Exact copies of all records below are needed.

---+---

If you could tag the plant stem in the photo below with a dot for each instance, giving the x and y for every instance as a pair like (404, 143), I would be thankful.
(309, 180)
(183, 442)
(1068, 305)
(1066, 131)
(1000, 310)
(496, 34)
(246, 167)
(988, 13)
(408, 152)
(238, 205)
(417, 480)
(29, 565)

---+---

ANSWER TO THE PROBLEM:
If you could tag the plant stem in the photo below with a dot for each instance, giving the x and y for every instance as a pair like (404, 143), I would be thankful.
(309, 180)
(183, 442)
(1068, 305)
(1066, 131)
(1000, 310)
(496, 34)
(246, 167)
(988, 13)
(408, 152)
(238, 205)
(417, 480)
(29, 565)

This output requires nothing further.